▸ SOURCE EXCERPT
Jump to content

Ghost Class Window


Recommended Posts

I'm running a script that opens a program with title 'Abc' and does stuff, waits for it to do stuff, and then closes and repeats. Every once in a while the program will freeze with no visible or differentiating text, and my built in time-out mechanism doesn't work (for some reason). I noticed that when the program freezes the Window Info tool shows that the title remains the same, and that the Class changes to 'Ghost'. Which seems reasonable.

So I write a helper script that will kill the program by use of command shell, on the condition:

WinExists("[CLASS:Ghost]")

This behaves like I expect it to, when the Abc window turns into a 'Ghost' window, my helper script kills it. Now when I change that condition to the following:

WinExists("[TITLE:Abc; CLASS:Ghost]")

it behaves strangely. The script calls a command shell to kill the program when it first starts up, way before it sees the frozen ghost class. If you're asking why I'm even adding that extra TITLE constraint when the previous thing works fine, its simply because I need the extra constraint as I'm going to be making more complicated variants and I'd like to make sure the helper script is killing the correct program.

▸ RAW RECORDS
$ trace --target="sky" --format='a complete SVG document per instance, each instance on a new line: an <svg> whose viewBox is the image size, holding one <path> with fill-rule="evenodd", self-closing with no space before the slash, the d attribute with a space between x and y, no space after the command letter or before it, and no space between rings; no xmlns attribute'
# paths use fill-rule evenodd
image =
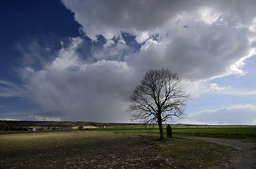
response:
<svg viewBox="0 0 256 169"><path fill-rule="evenodd" d="M170 122L256 125L255 2L2 0L0 120L133 122L129 96L164 67L194 98Z"/></svg>

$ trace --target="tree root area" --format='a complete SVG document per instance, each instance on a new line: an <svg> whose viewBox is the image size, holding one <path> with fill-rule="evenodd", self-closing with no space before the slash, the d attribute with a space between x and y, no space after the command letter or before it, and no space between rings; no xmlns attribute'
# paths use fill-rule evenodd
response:
<svg viewBox="0 0 256 169"><path fill-rule="evenodd" d="M0 157L0 169L168 168L167 156L154 152L142 136L123 136L5 154Z"/></svg>

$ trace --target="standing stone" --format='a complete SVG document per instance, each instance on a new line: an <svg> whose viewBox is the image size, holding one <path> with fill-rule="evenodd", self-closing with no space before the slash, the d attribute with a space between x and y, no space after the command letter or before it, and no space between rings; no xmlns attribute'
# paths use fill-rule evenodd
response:
<svg viewBox="0 0 256 169"><path fill-rule="evenodd" d="M166 131L167 133L167 138L172 138L172 128L169 124L166 128Z"/></svg>

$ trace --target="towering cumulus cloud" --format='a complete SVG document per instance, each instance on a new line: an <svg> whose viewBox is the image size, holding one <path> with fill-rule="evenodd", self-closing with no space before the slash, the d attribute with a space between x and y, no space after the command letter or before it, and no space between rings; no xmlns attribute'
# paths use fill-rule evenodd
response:
<svg viewBox="0 0 256 169"><path fill-rule="evenodd" d="M62 1L81 37L41 69L23 69L44 110L32 118L125 122L128 96L149 69L197 82L244 75L243 62L255 54L254 0ZM86 37L92 44L83 50Z"/></svg>

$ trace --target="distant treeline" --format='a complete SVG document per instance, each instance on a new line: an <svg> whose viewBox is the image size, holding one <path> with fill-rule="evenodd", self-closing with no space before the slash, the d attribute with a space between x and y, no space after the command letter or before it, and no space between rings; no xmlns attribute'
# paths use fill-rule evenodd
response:
<svg viewBox="0 0 256 169"><path fill-rule="evenodd" d="M80 126L93 126L100 127L105 126L128 126L136 125L135 123L102 123L90 121L5 121L0 120L0 124L5 122L6 125L14 125L19 126L39 126L41 127L75 127Z"/></svg>

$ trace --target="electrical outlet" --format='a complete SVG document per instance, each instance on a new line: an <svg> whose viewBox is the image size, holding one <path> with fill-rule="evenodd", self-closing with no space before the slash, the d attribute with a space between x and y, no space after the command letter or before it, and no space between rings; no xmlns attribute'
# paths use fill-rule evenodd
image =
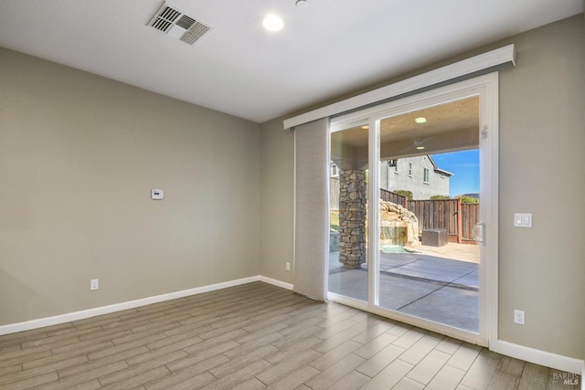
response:
<svg viewBox="0 0 585 390"><path fill-rule="evenodd" d="M514 322L524 325L524 311L514 310Z"/></svg>
<svg viewBox="0 0 585 390"><path fill-rule="evenodd" d="M99 290L100 289L100 279L92 279L91 280L90 280L90 290L93 291L94 290Z"/></svg>

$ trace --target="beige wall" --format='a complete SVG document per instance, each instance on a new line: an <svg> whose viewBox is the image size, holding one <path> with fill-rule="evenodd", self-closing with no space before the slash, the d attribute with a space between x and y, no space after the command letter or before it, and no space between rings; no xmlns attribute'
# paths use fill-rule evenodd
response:
<svg viewBox="0 0 585 390"><path fill-rule="evenodd" d="M287 283L293 279L294 132L282 119L263 123L261 273ZM291 270L286 270L286 263Z"/></svg>
<svg viewBox="0 0 585 390"><path fill-rule="evenodd" d="M5 49L0 67L0 325L260 273L257 123Z"/></svg>
<svg viewBox="0 0 585 390"><path fill-rule="evenodd" d="M585 345L585 28L582 16L462 54L514 43L517 67L500 72L499 335L510 343L583 358ZM436 65L438 66L438 65ZM435 67L436 67L435 66ZM411 74L428 70L427 67ZM410 75L411 75L410 74ZM330 101L329 101L330 102ZM290 281L291 156L282 121L262 125L261 269ZM270 151L267 151L270 149ZM269 191L268 186L274 186ZM274 210L283 211L278 220ZM515 212L533 213L534 227L512 227ZM288 227L286 227L288 229ZM265 237L262 237L265 239ZM513 322L514 309L526 325Z"/></svg>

▸ INSTRUCTIONS
1. In the forum post, what does the Window Info tool show for the Class when the program freezes?
2. From the forum post, extract the passage that begins at the words "it behaves strangely." and stops after the words "the correct program.".

▸ RESULTS
1. The Class changes to 'Ghost'.

2.
it behaves strangely. The script calls a command shell to kill the program when it first starts up, way before it sees the frozen ghost class. If you're asking why I'm even adding that extra TITLE constraint when the previous thing works fine, its simply because I need the extra constraint as I'm going to be making more complicated variants and I'd like to make sure the helper script is killing the correct program.